■ The request
Render every line of the material below as a numbered list, one line per number, and skip any blank lines.

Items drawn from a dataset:
========================================================================
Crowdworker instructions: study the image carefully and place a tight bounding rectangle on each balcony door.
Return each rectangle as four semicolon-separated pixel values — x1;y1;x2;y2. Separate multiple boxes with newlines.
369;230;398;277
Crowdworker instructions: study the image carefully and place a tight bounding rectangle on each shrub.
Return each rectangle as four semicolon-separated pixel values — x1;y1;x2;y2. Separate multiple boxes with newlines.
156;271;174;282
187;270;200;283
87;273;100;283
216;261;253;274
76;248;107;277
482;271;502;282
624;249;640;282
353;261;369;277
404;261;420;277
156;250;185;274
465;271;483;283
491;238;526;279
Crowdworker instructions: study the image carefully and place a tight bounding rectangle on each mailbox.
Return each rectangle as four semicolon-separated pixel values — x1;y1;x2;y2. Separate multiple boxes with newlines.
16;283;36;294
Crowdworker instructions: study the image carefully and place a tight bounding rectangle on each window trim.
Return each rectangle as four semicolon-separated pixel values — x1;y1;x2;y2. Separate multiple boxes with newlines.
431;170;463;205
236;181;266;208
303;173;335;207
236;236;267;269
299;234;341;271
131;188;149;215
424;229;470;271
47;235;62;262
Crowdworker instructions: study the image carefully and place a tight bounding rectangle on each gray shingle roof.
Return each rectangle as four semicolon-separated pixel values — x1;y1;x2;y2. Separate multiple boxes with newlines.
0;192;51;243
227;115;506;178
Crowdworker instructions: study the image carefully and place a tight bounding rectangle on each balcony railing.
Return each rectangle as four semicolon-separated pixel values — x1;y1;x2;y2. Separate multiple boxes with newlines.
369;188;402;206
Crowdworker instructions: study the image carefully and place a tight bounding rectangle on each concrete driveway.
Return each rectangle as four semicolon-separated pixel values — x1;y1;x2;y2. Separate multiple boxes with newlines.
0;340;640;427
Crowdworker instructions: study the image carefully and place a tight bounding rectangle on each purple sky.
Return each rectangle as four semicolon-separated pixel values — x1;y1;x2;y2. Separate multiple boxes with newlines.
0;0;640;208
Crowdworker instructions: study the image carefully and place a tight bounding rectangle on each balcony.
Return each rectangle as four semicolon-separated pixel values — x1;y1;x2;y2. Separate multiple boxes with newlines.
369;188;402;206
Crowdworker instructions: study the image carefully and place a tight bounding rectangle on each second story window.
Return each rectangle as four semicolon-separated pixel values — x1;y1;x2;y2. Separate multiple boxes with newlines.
========================================================================
■ Written response
1. Crowdworker instructions: study the image carefully and place a tight bounding rectangle on each balcony door.
2. Return each rectangle as four semicolon-separated pixel values — x1;y1;x2;y2. Separate multiple boxes with newlines.
3. 369;230;398;277
4. Crowdworker instructions: study the image carefully and place a tight bounding rectangle on each shrub.
5. Return each rectangle as four semicolon-separated pixel values — x1;y1;x2;y2. Separate multiple boxes with newlines.
6. 156;271;174;282
7. 187;270;200;283
8. 87;273;100;283
9. 216;261;253;274
10. 76;248;107;277
11. 482;271;502;282
12. 624;249;640;282
13. 353;261;369;277
14. 404;261;420;277
15. 156;250;185;274
16. 465;271;483;283
17. 491;238;526;279
18. Crowdworker instructions: study the image carefully and place a tight bounding rectangle on each mailbox.
19. Return each rectangle as four semicolon-separated pixel values — x1;y1;x2;y2. Separate multiple boxes with newlines.
20. 16;283;36;294
21. Crowdworker instructions: study the image carefully and place a tight bounding rectangle on each window trim.
22. Return each rectangle as four semicolon-separated pixel values — x1;y1;x2;y2. Separate multiple boxes with newlines.
23. 431;170;463;205
24. 236;181;266;208
25. 303;173;335;207
26. 236;236;267;269
27. 299;234;341;271
28. 131;188;149;215
29. 424;229;470;271
30. 47;235;62;262
31. Crowdworker instructions: study the image carefully and place a tight bounding rectangle on each gray shingle roof.
32. Return each rectangle as four semicolon-separated pixel values — x1;y1;x2;y2. Separate multiple boxes with newlines.
33. 0;192;51;243
34. 227;115;506;178
35. Crowdworker instructions: study the image carefully and place a tight bounding rectangle on each balcony railing.
36. Return each rectangle as four semicolon-separated pixel values — x1;y1;x2;y2. Separate multiple boxes with newlines.
37. 369;188;402;206
38. Crowdworker instructions: study the image carefully and place a tight bounding rectangle on each concrete driveway.
39. Return each rectangle as four semicolon-separated pixel values — x1;y1;x2;y2. Separate multiple boxes with newlines.
40. 0;340;640;427
41. Crowdworker instructions: study the image carefully and place a tight bounding rectangle on each purple sky.
42. Return each rectangle as four semicolon-separated pixel values — x1;y1;x2;y2. Separate multiple boxes with newlines.
43. 0;0;640;208
44. Crowdworker instructions: study the image carefully and place a tight bounding rectangle on each balcony.
45. Return each rectangle as four semicolon-separated pixel values — x1;y1;x2;y2. Separate multiple boxes with newlines.
46. 369;188;402;206
47. Crowdworker instructions: study the image carefully and place a tight bounding rectangle on each second story window.
48. Return each rectangle as four semicolon-separated pixel values — x1;y1;x2;y2. Separate multiple boxes with newlines.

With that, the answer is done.